* [Aim of the task]
Rewrite the records from their start through the line containing "Please mark the region of the flat plain.", swapping "flat plain" for "open grassland" and keeping everything else the same.

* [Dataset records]

<<<<

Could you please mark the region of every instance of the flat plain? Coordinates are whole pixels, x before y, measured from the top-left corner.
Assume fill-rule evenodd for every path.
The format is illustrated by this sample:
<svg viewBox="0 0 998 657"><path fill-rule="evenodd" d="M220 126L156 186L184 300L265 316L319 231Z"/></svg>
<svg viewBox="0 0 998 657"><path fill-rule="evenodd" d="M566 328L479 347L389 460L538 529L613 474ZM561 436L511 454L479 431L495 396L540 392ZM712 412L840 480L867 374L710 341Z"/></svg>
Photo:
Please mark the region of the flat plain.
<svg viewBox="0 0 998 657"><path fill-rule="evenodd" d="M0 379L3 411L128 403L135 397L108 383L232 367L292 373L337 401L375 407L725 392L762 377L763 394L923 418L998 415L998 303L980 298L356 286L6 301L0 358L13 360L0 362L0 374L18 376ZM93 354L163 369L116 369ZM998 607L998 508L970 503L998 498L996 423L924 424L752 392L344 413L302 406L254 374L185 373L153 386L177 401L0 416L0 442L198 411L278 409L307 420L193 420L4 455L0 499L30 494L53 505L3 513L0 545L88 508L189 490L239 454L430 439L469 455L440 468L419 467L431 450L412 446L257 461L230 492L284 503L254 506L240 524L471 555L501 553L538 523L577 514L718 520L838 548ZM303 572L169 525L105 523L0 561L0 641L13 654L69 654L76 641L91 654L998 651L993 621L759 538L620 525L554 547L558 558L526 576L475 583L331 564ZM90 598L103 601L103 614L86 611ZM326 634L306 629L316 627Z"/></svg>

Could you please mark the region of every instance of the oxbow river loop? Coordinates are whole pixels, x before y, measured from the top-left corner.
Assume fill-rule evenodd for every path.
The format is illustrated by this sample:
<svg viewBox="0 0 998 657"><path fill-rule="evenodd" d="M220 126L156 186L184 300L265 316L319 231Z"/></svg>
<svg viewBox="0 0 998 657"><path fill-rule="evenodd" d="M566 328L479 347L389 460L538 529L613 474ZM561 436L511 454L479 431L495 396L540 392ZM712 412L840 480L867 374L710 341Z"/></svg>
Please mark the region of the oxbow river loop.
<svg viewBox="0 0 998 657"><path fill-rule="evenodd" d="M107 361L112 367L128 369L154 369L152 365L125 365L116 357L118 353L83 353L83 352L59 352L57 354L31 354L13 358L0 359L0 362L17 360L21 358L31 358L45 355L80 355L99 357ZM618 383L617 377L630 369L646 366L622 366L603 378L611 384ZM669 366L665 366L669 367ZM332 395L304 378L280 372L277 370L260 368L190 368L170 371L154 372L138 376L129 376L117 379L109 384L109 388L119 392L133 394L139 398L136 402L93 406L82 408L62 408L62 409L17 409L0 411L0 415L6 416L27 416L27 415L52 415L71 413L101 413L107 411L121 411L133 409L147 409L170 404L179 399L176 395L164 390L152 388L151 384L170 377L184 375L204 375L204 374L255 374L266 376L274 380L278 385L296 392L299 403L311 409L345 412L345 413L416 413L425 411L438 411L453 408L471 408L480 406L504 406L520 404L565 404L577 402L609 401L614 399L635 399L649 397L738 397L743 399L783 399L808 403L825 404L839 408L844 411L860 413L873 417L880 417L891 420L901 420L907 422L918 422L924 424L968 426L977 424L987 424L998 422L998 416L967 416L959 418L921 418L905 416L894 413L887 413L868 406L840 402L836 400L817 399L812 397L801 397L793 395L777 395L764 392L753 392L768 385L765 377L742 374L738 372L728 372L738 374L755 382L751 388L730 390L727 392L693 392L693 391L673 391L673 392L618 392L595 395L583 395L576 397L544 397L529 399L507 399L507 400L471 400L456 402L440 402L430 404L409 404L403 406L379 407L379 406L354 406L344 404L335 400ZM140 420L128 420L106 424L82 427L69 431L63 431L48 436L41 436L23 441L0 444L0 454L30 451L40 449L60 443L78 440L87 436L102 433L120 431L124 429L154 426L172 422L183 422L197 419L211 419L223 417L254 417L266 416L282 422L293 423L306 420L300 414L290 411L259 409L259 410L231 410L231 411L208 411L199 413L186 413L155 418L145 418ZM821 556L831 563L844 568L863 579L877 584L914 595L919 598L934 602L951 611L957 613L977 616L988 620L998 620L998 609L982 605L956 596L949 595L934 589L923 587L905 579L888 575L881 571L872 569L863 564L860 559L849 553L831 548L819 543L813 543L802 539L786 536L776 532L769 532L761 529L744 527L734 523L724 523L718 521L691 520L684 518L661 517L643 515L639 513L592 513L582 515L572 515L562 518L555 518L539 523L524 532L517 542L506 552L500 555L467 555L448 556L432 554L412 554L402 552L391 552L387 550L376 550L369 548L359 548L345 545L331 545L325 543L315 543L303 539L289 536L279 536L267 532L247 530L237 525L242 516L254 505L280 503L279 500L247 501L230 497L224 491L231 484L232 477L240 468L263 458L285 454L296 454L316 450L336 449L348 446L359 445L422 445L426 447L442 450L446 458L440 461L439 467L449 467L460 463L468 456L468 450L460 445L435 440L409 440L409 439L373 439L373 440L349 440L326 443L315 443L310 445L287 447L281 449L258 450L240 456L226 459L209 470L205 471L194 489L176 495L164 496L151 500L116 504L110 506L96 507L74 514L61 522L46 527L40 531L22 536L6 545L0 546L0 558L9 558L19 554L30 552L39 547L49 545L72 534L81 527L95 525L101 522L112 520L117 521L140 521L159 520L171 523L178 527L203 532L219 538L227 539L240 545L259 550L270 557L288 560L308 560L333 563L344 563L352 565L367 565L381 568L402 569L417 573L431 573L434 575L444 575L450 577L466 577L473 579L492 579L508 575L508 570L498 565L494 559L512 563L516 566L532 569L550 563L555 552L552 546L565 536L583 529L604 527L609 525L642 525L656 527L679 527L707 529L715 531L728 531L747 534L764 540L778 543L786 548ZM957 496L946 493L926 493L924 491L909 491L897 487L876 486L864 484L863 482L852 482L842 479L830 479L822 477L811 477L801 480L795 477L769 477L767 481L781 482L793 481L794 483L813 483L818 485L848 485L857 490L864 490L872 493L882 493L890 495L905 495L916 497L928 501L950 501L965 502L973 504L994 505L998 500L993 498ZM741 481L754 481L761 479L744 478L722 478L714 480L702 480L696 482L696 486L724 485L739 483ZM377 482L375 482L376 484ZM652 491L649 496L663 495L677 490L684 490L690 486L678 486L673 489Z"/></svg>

>>>>

* [Written response]
Could you please mark the region of every instance of the open grassland? Coordinates are whole pixels, x before y, measured from the top-left corner.
Assume fill-rule evenodd for every path.
The format is illustrated by this sample:
<svg viewBox="0 0 998 657"><path fill-rule="evenodd" d="M220 126L156 186L184 300L265 316L319 231Z"/></svg>
<svg viewBox="0 0 998 657"><path fill-rule="evenodd" d="M566 328L479 347L389 460L538 529L613 474ZM561 436L511 454L479 431L495 396L540 392ZM712 412L840 480L867 374L710 341Z"/></svg>
Photo:
Please mark the region of the open grassland.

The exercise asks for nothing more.